* **WHAT THIS TASK INVOLVES**: Please retype every entry below, keeping it exactly the same.

Data items
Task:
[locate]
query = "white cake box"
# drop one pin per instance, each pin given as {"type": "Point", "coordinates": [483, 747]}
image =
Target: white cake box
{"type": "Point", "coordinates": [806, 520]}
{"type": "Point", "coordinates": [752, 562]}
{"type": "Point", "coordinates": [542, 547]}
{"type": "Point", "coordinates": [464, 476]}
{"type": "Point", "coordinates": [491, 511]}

* **WRITTEN ANSWER**:
Task:
[locate]
query = "white cake box"
# drop one pin per instance, each pin given as {"type": "Point", "coordinates": [483, 747]}
image =
Target: white cake box
{"type": "Point", "coordinates": [806, 520]}
{"type": "Point", "coordinates": [752, 562]}
{"type": "Point", "coordinates": [542, 547]}
{"type": "Point", "coordinates": [464, 476]}
{"type": "Point", "coordinates": [491, 511]}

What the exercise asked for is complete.